TASK STATEMENT — Transcribe the lines below word for word, from the very first line through the line containing "point(102, 390)", with both ends included. Leave the pictures out of your answer.

** begin INPUT DATA **

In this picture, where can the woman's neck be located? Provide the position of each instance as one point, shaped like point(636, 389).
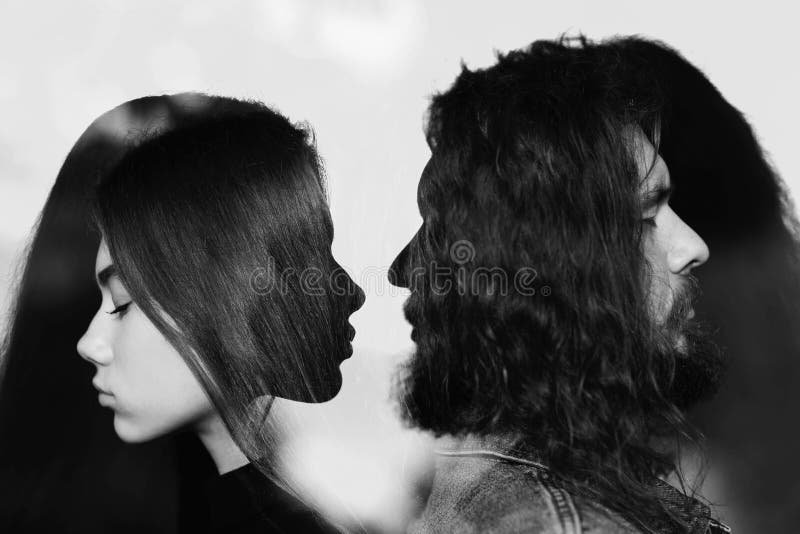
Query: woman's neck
point(220, 445)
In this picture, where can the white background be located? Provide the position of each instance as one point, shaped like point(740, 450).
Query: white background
point(361, 73)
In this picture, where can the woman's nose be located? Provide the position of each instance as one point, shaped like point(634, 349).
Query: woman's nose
point(93, 347)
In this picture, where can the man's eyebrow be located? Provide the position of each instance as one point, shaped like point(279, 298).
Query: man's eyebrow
point(104, 275)
point(658, 195)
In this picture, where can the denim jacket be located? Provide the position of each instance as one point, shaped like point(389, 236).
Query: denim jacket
point(488, 486)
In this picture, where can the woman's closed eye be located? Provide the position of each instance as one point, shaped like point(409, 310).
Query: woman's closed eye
point(121, 309)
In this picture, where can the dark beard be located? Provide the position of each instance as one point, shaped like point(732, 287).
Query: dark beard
point(699, 365)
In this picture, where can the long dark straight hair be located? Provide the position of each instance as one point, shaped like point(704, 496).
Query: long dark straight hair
point(61, 465)
point(221, 233)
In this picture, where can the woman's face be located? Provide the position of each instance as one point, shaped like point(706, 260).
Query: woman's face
point(140, 375)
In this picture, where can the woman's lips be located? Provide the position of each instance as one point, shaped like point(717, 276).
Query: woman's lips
point(102, 390)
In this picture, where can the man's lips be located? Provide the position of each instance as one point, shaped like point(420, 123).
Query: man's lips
point(101, 389)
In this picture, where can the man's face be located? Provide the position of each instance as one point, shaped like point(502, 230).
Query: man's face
point(671, 247)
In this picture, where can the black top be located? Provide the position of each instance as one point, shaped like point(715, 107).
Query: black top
point(244, 501)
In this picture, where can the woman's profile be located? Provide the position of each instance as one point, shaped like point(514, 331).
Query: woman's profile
point(220, 294)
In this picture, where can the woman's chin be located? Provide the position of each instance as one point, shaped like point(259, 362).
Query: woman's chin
point(129, 432)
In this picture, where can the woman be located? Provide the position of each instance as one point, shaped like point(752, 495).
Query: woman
point(219, 294)
point(62, 468)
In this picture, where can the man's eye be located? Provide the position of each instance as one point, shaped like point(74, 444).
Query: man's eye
point(121, 309)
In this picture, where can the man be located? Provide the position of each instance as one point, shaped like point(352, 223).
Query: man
point(551, 302)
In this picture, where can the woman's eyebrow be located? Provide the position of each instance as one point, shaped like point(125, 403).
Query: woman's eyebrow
point(657, 196)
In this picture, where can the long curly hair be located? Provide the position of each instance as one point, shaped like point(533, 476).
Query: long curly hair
point(528, 277)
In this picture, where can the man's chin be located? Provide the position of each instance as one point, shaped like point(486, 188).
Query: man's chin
point(699, 368)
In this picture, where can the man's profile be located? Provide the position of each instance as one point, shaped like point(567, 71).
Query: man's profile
point(563, 407)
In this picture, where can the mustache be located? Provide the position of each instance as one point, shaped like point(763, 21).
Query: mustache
point(683, 303)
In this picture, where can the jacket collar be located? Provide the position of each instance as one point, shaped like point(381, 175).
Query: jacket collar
point(513, 448)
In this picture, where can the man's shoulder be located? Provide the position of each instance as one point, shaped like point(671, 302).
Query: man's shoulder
point(483, 493)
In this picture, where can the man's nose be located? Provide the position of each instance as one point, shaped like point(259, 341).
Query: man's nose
point(689, 250)
point(399, 272)
point(93, 347)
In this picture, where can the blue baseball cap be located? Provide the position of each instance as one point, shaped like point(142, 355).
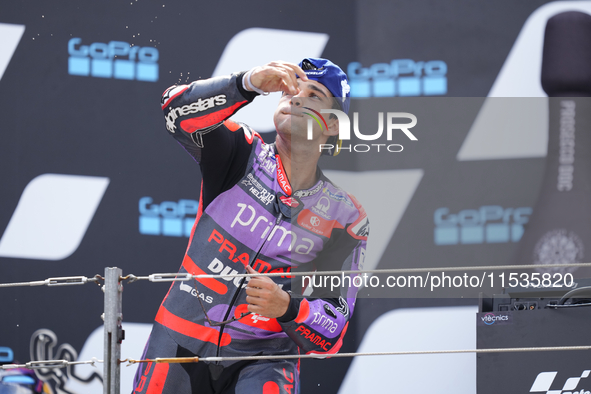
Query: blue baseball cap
point(331, 76)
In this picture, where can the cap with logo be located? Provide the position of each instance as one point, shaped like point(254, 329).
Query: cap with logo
point(335, 80)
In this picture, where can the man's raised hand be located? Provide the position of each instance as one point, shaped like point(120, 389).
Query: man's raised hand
point(277, 76)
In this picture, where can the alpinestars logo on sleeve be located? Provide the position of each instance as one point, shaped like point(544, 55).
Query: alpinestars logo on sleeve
point(193, 108)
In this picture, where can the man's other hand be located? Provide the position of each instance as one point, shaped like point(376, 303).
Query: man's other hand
point(265, 297)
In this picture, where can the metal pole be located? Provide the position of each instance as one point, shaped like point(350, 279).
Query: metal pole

** end INPUT DATA **

WORKED SOLUTION —
In this picture, where can the woman's neck be located? Provide the position of each instance as one point, shaped like point(636, 389).
Query: woman's neck
point(220, 445)
In this picture, where can the white background be located? Provide the position of each instance as one point, shaped like point(740, 450).
Query: white background
point(361, 73)
In this picture, where can the woman's nose be located? Provide the position of each instance as one point, shaped like point(634, 349).
Query: woman's nose
point(93, 347)
In this picture, where can the man's eyebrow be located? Provide the position of each instance as one point, shaped like point(279, 298).
Query: man's eyebrow
point(104, 275)
point(658, 195)
In this picture, where can the denim jacket be located? Provide the position of each instance as one point, shaped like point(389, 236).
Query: denim jacket
point(488, 486)
In this picture, where can the woman's closed eye be located? Provide the position of each instance as one point, shaped like point(409, 310).
Query: woman's closed eye
point(121, 309)
In this picture, where can the dark beard be located? Provide the position of each instance as one point, shaped like point(732, 287).
Query: dark beard
point(699, 365)
In this picture, where can the long dark straight hair be located? Provide the position of each instance as one point, shaped like point(704, 496).
Query: long dark straight hair
point(61, 465)
point(221, 233)
In this picture, where can the woman's face be located? Provide the position of each instance as one point, shaped like point(706, 260).
Query: woman's face
point(140, 375)
In this picture, where can the woman's lips be located? Provide the position of each instance as one point, shaped like point(717, 276).
Query: woman's lips
point(102, 390)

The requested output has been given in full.